● Prompt: Extend the article about online harassment of Camilla and Meghan after the Queen's death, picking up right after its last sentence.

● Extract:
------------------------------------------------------------------------

Online harassment of Camilla, Queen Consort, and Meghan Markle has amped up following the Queen’s death.

Online harassment of Camilla, Queen Consort, and Meghan Markle has amped up following the Queen’s death.


TikTok videos ridiculing Meghan during the live broadcast of the Queen’s state funeral on Monday garnered millions of views. Another series of videos criticized Meghan’s funeral attire and accused her of copying an old outfit of  Princess Diana’s, even though the video — viewed more than 22.5 million times — predated the funeral itself and used photos from the 2019 Remembrance Day.

For the Gen Z users who primarily populate TikTok, fictional portrayals such as “The Crown” (which kicked off a fresh bout of online harassment of Camilla after its depiction of the affair) and TikToks about the royals contribute to a fresh distaste for the Queen Consort.

Engagement-driven algorithms tend to amplify polarizing videos rather than stanch them, and online abuse and misinformation tend to go viral at an alarming rate — whether it’s misinformation about Markle’s funeral attire or the conspiracy that the Queen died because of the COVID-19 vaccine.

Slideshows of Camilla captioned “the new queen” or “his wife” juxtaposed with photos of Diana captioned “the real queen” and “his ex-wife” have been set to contemporary music and watched by hundreds of thousands of people. The hashtag “Cowmilla,” referring to the Queen Consort, has been used on videos directing online harassment at Camilla as well as videos solely criticizing Meghan.

TikTok users have been pitting Camilla against Diana in a new wave of online harassment after the Queen’s death.
TikTok; @luckisonyoursidex

The Sussexes quit social media due to ongoing harassment in January 2021, but Meghan said she was finally “ready for her next act” and teased a return to Instagram in an interview with The Cut last month.

Meghan has been a lightning rod for online abuse and a British tabloid staple since she began a public relationship with Prince Harry in 2016, leading to the couple announcing they would “step back as ‘senior members” of the British royal family in January 2020. In October of that year, Meghan described the online abuse as “almost unsurvivable” in an appearance on the “Teenager Therapy” podcast.

------------------------------------------------------------------------

[Image-grounded pointing data]
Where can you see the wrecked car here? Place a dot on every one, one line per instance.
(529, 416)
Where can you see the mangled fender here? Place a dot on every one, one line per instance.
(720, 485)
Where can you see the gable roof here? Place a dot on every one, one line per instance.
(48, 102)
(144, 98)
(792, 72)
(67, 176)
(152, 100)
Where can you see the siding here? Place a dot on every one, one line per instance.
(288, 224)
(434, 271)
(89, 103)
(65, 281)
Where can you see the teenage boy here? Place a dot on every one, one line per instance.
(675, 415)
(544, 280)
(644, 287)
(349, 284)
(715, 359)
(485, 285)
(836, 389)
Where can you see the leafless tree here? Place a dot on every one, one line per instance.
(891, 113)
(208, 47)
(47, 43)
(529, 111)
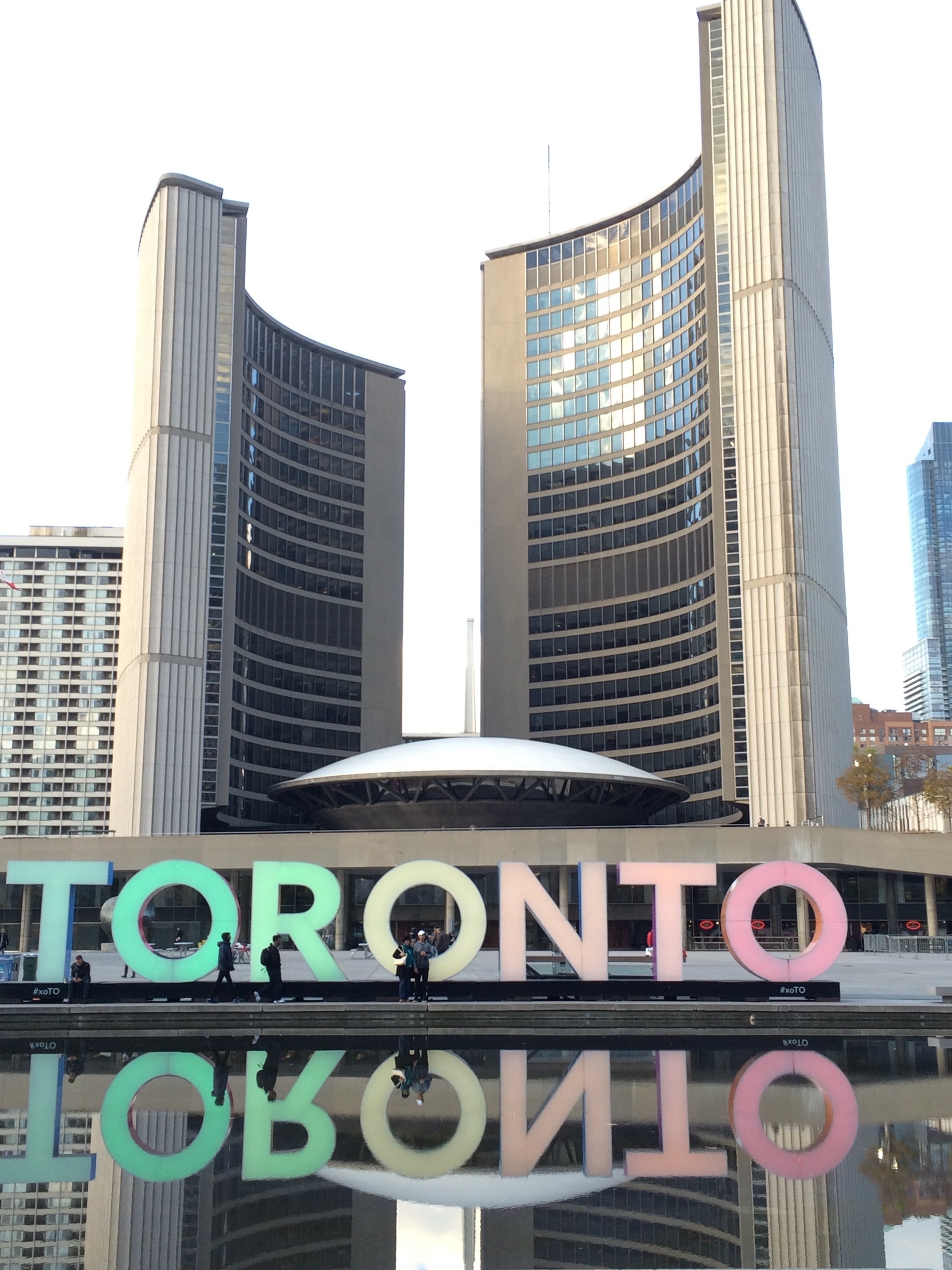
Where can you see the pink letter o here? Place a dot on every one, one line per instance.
(841, 1122)
(828, 908)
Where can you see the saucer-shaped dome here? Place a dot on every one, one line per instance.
(480, 781)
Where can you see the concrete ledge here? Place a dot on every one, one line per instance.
(563, 1019)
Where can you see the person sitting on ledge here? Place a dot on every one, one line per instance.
(80, 978)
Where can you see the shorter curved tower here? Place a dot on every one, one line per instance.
(262, 630)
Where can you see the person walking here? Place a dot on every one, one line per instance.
(80, 978)
(226, 964)
(271, 960)
(423, 951)
(404, 962)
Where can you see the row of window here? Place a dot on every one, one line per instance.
(307, 530)
(621, 322)
(59, 606)
(638, 686)
(591, 371)
(627, 611)
(61, 556)
(625, 637)
(290, 549)
(296, 708)
(298, 451)
(318, 460)
(598, 494)
(291, 733)
(318, 410)
(602, 239)
(662, 761)
(636, 712)
(640, 659)
(667, 450)
(302, 367)
(298, 616)
(620, 514)
(287, 577)
(292, 654)
(277, 760)
(565, 549)
(619, 418)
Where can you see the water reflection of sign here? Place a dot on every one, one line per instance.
(520, 893)
(521, 1144)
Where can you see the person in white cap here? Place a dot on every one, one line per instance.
(423, 951)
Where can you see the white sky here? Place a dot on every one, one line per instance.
(383, 149)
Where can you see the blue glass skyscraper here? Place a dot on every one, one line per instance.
(926, 666)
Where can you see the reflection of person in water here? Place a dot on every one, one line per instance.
(268, 1076)
(220, 1078)
(422, 1079)
(75, 1062)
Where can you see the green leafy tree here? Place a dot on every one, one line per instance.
(866, 783)
(937, 788)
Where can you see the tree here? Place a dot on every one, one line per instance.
(937, 789)
(866, 783)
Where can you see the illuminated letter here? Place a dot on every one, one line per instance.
(267, 919)
(829, 911)
(43, 1161)
(59, 879)
(520, 889)
(403, 1160)
(588, 1079)
(120, 1137)
(667, 920)
(426, 873)
(841, 1122)
(676, 1158)
(134, 900)
(259, 1161)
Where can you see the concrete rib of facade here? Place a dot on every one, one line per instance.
(700, 422)
(59, 631)
(261, 637)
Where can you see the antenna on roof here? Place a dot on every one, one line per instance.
(470, 710)
(549, 174)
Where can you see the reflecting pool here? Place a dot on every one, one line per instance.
(454, 1154)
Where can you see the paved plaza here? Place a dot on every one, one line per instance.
(863, 977)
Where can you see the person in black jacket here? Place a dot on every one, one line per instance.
(226, 964)
(80, 978)
(271, 960)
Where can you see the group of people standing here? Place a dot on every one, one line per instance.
(413, 962)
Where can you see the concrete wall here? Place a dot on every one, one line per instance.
(795, 627)
(383, 653)
(160, 689)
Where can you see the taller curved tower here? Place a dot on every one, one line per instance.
(663, 562)
(262, 630)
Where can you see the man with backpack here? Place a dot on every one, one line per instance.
(271, 960)
(423, 951)
(226, 964)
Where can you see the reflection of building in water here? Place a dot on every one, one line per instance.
(45, 1223)
(290, 1223)
(134, 1223)
(829, 1221)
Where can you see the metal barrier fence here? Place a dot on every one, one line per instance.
(917, 945)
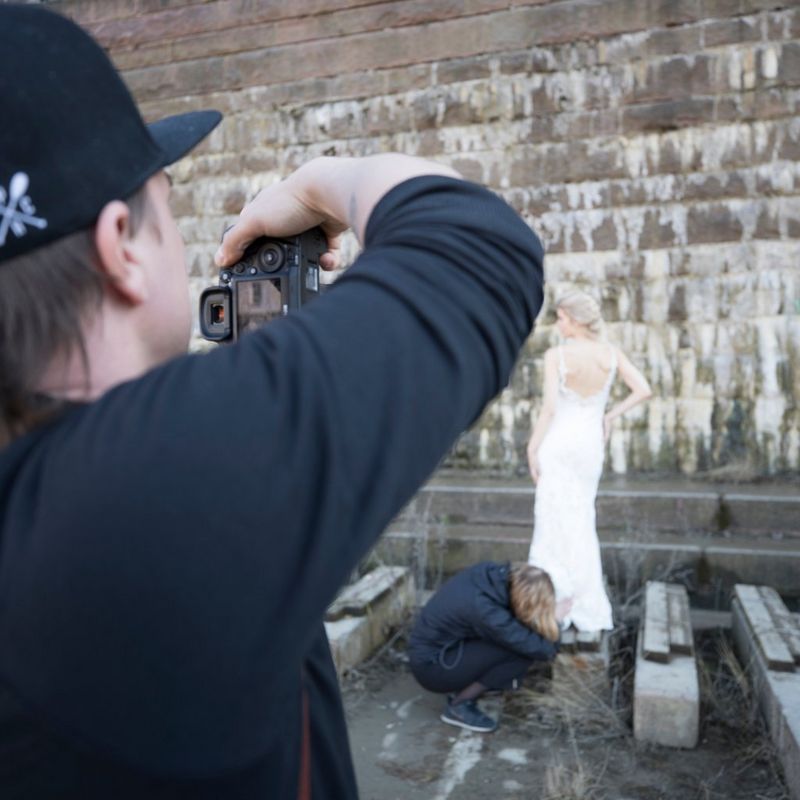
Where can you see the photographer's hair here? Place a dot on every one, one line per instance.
(533, 599)
(582, 308)
(45, 297)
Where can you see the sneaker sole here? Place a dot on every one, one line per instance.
(458, 724)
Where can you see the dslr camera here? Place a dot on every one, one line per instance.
(274, 277)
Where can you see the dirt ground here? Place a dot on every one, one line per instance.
(557, 741)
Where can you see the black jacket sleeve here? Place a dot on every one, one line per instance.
(183, 535)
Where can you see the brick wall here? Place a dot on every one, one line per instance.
(653, 144)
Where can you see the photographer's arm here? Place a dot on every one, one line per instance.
(335, 193)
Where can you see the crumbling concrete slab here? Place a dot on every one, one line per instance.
(666, 694)
(362, 616)
(767, 638)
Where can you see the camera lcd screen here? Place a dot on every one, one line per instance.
(258, 302)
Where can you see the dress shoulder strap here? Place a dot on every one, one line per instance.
(562, 366)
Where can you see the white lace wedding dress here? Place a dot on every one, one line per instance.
(564, 533)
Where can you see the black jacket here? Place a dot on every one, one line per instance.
(473, 605)
(168, 551)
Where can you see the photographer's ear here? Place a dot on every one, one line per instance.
(120, 254)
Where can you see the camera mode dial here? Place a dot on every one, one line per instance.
(271, 257)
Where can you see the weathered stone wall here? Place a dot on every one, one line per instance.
(654, 145)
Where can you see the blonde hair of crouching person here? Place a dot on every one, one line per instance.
(481, 631)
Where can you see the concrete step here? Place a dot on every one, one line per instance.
(654, 506)
(708, 564)
(359, 621)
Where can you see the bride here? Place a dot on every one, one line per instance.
(565, 456)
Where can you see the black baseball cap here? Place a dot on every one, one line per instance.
(71, 137)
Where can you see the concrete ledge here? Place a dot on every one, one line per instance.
(766, 637)
(666, 691)
(361, 618)
(628, 558)
(661, 506)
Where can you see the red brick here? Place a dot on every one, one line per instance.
(668, 115)
(768, 224)
(675, 79)
(731, 31)
(673, 41)
(471, 169)
(702, 186)
(789, 64)
(463, 69)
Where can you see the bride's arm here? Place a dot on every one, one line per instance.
(546, 414)
(636, 382)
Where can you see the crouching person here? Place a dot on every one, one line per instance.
(480, 632)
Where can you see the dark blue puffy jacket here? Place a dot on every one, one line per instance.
(474, 604)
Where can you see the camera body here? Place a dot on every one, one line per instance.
(274, 277)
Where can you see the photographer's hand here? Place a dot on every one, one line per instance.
(334, 193)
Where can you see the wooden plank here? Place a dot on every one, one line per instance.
(770, 642)
(786, 623)
(655, 643)
(680, 626)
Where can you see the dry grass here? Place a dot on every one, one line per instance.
(730, 704)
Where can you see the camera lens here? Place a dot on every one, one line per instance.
(271, 257)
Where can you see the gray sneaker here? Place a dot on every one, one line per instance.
(466, 714)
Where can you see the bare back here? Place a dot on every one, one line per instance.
(587, 366)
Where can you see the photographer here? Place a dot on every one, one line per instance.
(173, 527)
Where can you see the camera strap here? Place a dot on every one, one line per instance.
(304, 782)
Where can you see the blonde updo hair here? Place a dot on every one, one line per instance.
(583, 309)
(533, 599)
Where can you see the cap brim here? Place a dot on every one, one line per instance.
(177, 135)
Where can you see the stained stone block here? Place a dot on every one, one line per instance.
(767, 638)
(359, 620)
(666, 693)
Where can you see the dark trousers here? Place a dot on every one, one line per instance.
(486, 662)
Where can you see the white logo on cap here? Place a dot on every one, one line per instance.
(16, 208)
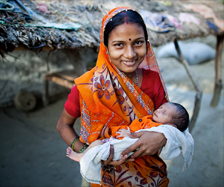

------------------------------------------------------------------------

● Exercise response:
“I’m told that in 2019, I was the most trolled person in the entire world — male or female,” Meghan said, adding that she hadn’t even been “visible” for eight months of the year due to maternity leave.

A viral TikTok about Meghan Markle “dressing as Diana” to attend the Queen’s funeral has gone viral, despite the fact that the video was posted before the funeral took place.
TikTok; @notsoseriouss

The 41-year-old former actress is a contemporary fixation for trolls, but this fresh wave of online harassment directed at 75-year-old Camilla is a revival of older vitriol made newly visible to the young.

Many held Camilla responsible for the dissolution of the marriage between King Charles and the late Princess Diana in the 1990s.

“It’s actually almost inconceivable how much abuse Camilla took. I mean, she was called hag, old bag, witch. I mean, these were the kind of words that were used about Camilla for years,” Tina Brown, author of The Palace Papers, said in an April interview with The Washington Post.

Brown went on to say that public opinion of Camilla grew especially vitriolic after Diana’s death in 1997.

” Camilla was the sort of ugly–you know, considered the ugly sort of force that had driven, you know, Diana into such pain and sadness, you know, I mean, the love that Charles had for her,” she said.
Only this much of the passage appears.